Task requirements – Return every one of the lines below verbatim, changing nothing.

───── Information shown

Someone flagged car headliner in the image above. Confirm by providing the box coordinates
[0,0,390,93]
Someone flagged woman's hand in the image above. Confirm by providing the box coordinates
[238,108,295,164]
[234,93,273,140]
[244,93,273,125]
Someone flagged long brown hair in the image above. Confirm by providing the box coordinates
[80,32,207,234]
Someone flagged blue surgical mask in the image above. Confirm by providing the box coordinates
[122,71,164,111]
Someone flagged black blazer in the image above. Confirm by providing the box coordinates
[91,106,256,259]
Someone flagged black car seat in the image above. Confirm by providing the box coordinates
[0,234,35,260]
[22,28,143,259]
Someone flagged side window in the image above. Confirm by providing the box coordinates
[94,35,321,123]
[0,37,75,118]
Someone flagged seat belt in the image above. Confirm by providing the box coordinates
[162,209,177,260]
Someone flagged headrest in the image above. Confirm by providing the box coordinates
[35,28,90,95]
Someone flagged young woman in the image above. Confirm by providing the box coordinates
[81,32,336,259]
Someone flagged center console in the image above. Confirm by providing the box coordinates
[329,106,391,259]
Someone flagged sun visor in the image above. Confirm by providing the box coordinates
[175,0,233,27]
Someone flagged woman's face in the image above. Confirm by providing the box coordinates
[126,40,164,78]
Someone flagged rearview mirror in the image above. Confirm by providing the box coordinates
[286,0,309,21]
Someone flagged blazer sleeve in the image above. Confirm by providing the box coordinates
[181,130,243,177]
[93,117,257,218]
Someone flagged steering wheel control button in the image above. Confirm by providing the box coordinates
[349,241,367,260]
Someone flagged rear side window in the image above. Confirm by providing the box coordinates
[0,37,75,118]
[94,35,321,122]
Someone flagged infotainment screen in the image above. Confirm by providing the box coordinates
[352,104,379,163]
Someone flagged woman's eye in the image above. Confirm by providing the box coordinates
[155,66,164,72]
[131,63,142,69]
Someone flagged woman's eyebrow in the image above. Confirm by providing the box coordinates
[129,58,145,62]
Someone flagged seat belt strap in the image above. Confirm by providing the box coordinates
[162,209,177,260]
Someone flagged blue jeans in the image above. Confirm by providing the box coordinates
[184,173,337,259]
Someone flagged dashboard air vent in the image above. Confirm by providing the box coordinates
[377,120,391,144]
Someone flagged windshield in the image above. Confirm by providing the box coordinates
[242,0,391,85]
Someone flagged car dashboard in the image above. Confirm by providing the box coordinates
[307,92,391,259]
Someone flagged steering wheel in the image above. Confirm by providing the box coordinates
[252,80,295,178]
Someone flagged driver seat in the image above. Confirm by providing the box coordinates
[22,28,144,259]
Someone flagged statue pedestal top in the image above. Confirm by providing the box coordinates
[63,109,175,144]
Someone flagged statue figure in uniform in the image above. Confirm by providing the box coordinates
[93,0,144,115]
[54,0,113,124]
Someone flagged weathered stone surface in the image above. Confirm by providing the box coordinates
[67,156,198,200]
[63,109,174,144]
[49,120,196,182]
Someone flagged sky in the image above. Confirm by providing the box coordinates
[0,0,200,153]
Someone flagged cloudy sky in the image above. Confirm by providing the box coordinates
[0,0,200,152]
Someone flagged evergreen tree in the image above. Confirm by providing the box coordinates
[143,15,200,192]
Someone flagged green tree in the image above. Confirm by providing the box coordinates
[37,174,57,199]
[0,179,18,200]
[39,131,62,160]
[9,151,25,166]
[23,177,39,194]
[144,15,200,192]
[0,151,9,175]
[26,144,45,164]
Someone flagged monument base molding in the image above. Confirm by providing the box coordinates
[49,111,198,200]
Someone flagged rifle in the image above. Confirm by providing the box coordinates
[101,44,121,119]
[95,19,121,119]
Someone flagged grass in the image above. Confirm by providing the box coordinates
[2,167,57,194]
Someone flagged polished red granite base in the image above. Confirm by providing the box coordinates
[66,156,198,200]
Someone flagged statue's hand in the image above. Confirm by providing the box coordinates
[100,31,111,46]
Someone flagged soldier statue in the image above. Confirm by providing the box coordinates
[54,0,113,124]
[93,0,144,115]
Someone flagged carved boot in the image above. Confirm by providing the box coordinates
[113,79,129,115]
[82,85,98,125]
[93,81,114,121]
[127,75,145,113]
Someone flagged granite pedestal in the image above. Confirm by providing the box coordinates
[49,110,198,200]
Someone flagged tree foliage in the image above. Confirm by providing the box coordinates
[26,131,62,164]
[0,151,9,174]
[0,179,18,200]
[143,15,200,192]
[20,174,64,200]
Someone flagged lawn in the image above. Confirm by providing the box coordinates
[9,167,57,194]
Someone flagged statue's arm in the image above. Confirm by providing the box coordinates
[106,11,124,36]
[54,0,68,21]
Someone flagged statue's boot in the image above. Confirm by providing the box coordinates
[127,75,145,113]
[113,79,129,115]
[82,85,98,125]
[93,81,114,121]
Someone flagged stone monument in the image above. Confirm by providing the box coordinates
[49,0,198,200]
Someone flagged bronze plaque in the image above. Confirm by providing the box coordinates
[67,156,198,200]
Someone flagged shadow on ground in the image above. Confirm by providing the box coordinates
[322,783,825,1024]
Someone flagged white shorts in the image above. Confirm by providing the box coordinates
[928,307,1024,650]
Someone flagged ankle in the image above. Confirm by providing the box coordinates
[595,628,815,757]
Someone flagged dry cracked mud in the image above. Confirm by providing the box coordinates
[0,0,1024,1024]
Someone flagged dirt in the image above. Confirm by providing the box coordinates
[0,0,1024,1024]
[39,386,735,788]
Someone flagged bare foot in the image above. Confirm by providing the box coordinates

──────────

Task solution –
Someone flagged car headliner in the image above. Confirm by providing the box coordinates
[0,0,390,93]
Someone flagged woman's hand in the image above. Confirm by providing the box coordinates
[238,108,295,164]
[234,93,273,140]
[244,93,273,125]
Someone flagged long brown hair in the image above. Confirm by providing the box coordinates
[80,32,207,234]
Someone flagged blue surgical mask in the image above. Confirm by providing the box coordinates
[122,71,164,111]
Someone flagged black blazer in the image above. Confirm by providing the box coordinates
[91,106,256,259]
Someone flagged black car seat in the image above. Confirm by providing the box coordinates
[0,234,35,260]
[22,28,143,259]
Someone flagged side window in the image above. Confirm by providing the box coordinates
[94,35,321,123]
[0,37,75,118]
Someone flagged seat belt in the image above. Confirm by providing the box coordinates
[162,209,177,260]
Someone flagged headrest in the image above. Confirm by providing the box coordinates
[35,28,90,95]
Someone flagged young woman in the image above. Confirm by providing the box coordinates
[81,32,336,259]
Someone flagged center console in the image above. Confirm by providing the box coordinates
[329,106,391,259]
Someone flagged sun visor in the image above. Confirm by providing the box coordinates
[175,0,233,27]
Someone flagged woman's face in the image above. Confirm by providing the box coordinates
[126,40,164,78]
Someone flagged rearview mirror in the image above. Confirm by providing the box coordinates
[286,0,309,21]
Someone flagged blazer sleeve in the image above. Confirm by providing the box coordinates
[181,130,243,177]
[93,117,257,218]
Someone flagged steering wheel control button in the image above. Confirm by providing the box coordinates
[349,241,367,260]
Someone flagged rear side window in the image above. Confirm by providing the box coordinates
[0,37,75,118]
[94,35,321,122]
Someone flagged infotainment screen in the image above. Confirm by providing the box coordinates
[352,104,379,163]
Someone flagged woman's eye in the image above. Confirm by providing the box coordinates
[155,66,164,72]
[131,63,142,69]
Someone flagged woman's eyebrow in the image above. Confirm by providing the box coordinates
[129,58,145,62]
Someone flagged seat belt strap in the image above. Confirm by providing the box coordinates
[162,209,177,260]
Someone flagged blue jeans in the image above. Confirm by providing the box coordinates
[184,173,337,259]
Someone flagged dashboard air vent in the image above. Confirm by providing the box coordinates
[377,120,391,144]
Someone flagged windshield in the image above. Confirm by providing the box coordinates
[242,0,391,85]
Someone flagged car dashboard in the image above. Confirm by providing the box coordinates
[307,92,391,259]
Someone flagged steering wheel in the image above. Confirm by providing the box coordinates
[252,80,295,178]
Someone flagged driver seat in the image above. Confirm by providing the box coordinates
[22,28,144,259]
Someone flagged statue pedestal top in the image above. Confirm by providing the box coordinates
[63,109,175,144]
Someone flagged statue figure in uniform in the image above. Confirm by providing the box coordinates
[93,0,144,115]
[54,0,113,124]
Someone flagged weathered stone surface in the image above. Confirm by providing the box coordinates
[67,156,198,200]
[63,109,174,144]
[49,120,196,182]
Someone flagged sky in the image above. Confirm by providing the box coordinates
[0,0,200,153]
Someone flagged cloudy sky in the image above. Confirm by providing the box coordinates
[0,0,200,152]
Someone flagged evergreen tree in the image above. Confirm by providing the box coordinates
[143,15,200,192]
Someone flagged green tree in the image above. Confirm by providing the box coordinates
[37,174,57,199]
[0,179,18,200]
[39,131,62,160]
[9,151,25,166]
[23,177,39,194]
[144,15,200,192]
[0,151,9,175]
[26,144,45,164]
Someone flagged monument base molding in the image above. Confirm by providing the box coordinates
[49,111,198,200]
Someone flagged rifle in the image above. Confirm by providing the box coordinates
[101,44,121,119]
[95,19,121,119]
Someone flagged grass in the image above. Confirm by providing the box coordinates
[2,167,57,194]
Someone flagged polished red granite base in the image above. Confirm by providing the box coordinates
[66,156,198,200]
Someone flagged statue's hand in the image above. Confirm by providing the box coordinates
[100,31,111,46]
Someone flagged soldier statue in the image above. Confirm by providing the box coordinates
[54,0,113,124]
[93,0,144,115]
Someone flagged carved boot in the image above. Confirm by providing the box coordinates
[113,79,129,115]
[82,85,98,125]
[93,81,114,121]
[127,75,145,113]
Someone flagged granite pedestal in the image above. Confirm by providing the box coordinates
[49,110,198,200]
Someone flagged tree foliage in the image above. Confirm by providing the box coordinates
[26,131,62,164]
[0,151,9,174]
[0,179,18,200]
[143,15,200,192]
[20,174,64,200]
Someone flagged lawn in the image above. Confirm by providing the box coordinates
[9,167,57,194]
Someone flagged statue's arm in the image above. Confirm by providing the box coordinates
[106,11,124,36]
[54,0,68,21]
Someone flagged statue's boot in the image above. Confirm by providing the box coordinates
[127,75,145,113]
[113,79,129,115]
[82,85,98,125]
[93,81,114,121]
Someone flagged stone monument in the image above. Confirm by providing the box coordinates
[49,0,198,200]
Someone flagged bronze plaque in the image above. Confirm by providing the box coordinates
[67,156,198,200]
Someone flagged shadow on ground in the image above. Confirm by providing the box coordinates
[322,783,825,1024]
Someone flagged white shorts in the image above. Confirm by providing the box coordinates
[928,307,1024,650]
Someone flagged ankle in the image above. Confirm by providing the box coordinates
[595,628,815,757]
Someone flagged dry cracked mud in the image above. Confirm by providing the box coordinates
[0,0,1024,1024]
Someone flagged dirt in the image above. Confirm by providing the box coordinates
[0,0,1024,1024]
[39,386,735,788]
Someone flagged bare foot in the image above. Confirm by providing the box coordinates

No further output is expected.